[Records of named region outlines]
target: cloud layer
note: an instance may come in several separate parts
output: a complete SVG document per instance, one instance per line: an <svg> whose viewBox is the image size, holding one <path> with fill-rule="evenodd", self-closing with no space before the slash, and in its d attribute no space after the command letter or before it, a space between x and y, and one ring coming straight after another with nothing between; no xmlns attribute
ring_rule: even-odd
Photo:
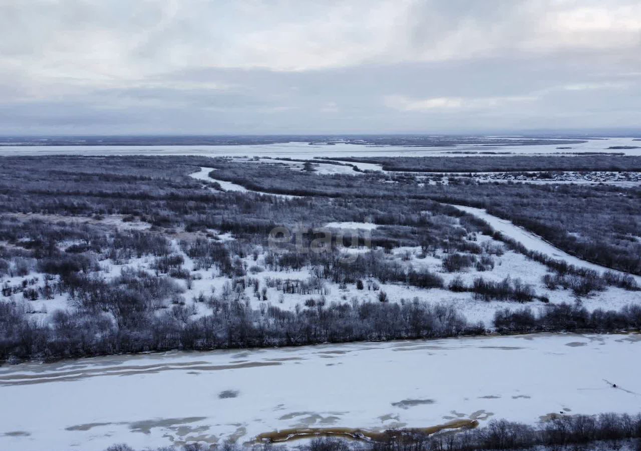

» **Task directions**:
Pull out every line of the records above that contains the string "instance", matching case exactly.

» **Answer**:
note: an instance may come in several separate parts
output: a complete SVG document per instance, one instance per line: an <svg> whose viewBox is the image size, holding one <path> with fill-rule="evenodd", self-closing with no space before the slash, and in its d attribute no space after the command letter or before it, a space between x and y, and one ring coming straight after another with nothing between; no xmlns attribute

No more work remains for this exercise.